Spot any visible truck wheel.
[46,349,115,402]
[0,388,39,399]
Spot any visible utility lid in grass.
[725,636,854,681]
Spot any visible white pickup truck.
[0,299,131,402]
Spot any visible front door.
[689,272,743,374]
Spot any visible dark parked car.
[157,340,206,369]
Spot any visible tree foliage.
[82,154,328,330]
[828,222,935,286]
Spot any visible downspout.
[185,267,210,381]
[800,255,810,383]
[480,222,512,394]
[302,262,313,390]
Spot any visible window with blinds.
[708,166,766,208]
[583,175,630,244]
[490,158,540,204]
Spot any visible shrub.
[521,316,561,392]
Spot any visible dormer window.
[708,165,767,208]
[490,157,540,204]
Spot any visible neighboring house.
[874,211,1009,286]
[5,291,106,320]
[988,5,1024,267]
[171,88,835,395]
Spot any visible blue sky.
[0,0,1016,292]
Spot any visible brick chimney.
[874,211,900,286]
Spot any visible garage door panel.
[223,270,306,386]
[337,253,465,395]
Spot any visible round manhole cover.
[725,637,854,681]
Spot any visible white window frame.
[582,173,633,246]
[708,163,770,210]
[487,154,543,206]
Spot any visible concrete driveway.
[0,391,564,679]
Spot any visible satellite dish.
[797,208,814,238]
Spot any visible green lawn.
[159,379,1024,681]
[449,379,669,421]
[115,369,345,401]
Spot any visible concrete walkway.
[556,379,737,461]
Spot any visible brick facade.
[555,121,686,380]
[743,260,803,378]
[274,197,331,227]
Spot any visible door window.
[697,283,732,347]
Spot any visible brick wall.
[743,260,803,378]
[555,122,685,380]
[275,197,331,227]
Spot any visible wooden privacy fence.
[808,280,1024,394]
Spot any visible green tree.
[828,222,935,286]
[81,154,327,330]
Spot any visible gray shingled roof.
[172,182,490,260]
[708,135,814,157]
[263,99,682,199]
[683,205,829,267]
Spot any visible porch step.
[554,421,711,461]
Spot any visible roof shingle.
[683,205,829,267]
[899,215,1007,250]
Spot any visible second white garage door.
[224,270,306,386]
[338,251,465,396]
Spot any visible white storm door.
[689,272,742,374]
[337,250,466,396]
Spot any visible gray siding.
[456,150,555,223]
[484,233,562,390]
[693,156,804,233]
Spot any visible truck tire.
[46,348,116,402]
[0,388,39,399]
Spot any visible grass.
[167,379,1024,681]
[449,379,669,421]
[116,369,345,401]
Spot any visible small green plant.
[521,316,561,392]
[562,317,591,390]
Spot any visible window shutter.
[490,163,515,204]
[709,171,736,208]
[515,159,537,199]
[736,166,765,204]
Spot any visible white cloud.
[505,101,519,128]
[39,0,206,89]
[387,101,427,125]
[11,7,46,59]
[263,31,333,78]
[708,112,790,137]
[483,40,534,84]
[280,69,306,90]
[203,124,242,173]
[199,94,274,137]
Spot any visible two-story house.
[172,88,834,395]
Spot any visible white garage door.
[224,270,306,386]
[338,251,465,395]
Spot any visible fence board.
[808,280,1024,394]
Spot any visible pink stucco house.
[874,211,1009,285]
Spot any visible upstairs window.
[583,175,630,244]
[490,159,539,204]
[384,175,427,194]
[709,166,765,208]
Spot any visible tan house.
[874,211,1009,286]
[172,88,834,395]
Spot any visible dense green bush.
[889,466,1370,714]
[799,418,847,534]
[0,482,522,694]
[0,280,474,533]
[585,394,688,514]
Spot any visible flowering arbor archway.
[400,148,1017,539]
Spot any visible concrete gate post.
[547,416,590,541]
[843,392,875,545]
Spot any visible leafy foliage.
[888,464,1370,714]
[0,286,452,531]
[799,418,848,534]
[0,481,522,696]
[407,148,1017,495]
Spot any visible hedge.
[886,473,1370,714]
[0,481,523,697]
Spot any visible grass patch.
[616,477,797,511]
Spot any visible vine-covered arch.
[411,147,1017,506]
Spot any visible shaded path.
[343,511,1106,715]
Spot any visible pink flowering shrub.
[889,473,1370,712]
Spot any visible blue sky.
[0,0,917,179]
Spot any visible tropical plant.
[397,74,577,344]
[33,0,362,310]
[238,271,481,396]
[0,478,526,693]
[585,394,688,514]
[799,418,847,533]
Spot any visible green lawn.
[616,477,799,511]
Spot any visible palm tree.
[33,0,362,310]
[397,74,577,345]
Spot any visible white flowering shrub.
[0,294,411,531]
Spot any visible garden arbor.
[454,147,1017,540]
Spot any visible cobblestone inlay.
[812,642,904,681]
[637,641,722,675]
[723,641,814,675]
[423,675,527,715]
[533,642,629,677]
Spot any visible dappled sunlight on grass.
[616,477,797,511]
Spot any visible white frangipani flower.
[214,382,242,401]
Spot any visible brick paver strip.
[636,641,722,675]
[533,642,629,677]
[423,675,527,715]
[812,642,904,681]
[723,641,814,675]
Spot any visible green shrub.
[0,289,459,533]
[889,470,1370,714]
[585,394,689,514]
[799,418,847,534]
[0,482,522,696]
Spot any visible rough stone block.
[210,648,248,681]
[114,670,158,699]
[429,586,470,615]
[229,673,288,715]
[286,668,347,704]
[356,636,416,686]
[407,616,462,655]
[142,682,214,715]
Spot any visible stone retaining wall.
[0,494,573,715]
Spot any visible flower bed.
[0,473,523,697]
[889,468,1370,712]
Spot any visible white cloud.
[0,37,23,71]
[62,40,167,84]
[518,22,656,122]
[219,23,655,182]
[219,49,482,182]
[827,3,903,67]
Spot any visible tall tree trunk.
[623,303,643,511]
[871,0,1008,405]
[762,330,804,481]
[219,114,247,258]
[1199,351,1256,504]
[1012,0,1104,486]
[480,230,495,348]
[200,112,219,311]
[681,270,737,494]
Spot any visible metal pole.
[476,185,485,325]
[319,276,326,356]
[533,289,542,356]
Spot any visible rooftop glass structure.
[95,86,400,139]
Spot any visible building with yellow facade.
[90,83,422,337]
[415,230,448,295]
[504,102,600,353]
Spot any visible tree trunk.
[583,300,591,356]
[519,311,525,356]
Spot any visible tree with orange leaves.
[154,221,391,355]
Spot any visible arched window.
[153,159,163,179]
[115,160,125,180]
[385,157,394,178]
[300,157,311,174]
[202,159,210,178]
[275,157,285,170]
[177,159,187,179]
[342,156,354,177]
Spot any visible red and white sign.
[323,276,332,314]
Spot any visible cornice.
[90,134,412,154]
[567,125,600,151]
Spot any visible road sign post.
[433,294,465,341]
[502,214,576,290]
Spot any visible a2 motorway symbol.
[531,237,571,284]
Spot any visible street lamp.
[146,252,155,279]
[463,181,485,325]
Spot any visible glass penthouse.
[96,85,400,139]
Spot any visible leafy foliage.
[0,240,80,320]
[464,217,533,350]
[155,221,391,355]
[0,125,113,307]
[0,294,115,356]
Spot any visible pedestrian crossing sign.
——————
WHAT IS NEEDED
Reproduce every line from the start through the line containing "[490,158,540,204]", not only those with coordinates. Multiply each coordinate by 0.9 and round it to a whole number, rounding halves up.

THE OUTPUT
Spot any visible truck wheel.
[41,314,104,362]
[0,349,35,359]
Spot any visible utility lid in grass.
[653,572,769,613]
Spot any visible white pickup truck.
[0,269,118,362]
Spot any visible front door.
[620,245,669,337]
Spot any visible dark parked car.
[141,306,185,332]
Spot any visible tree foliage.
[74,139,295,297]
[745,200,842,257]
Spot any visible downspout.
[167,240,189,343]
[720,230,729,345]
[432,200,461,355]
[272,236,282,351]
Spot any visible window with blinds.
[637,149,689,187]
[525,158,567,220]
[441,142,486,184]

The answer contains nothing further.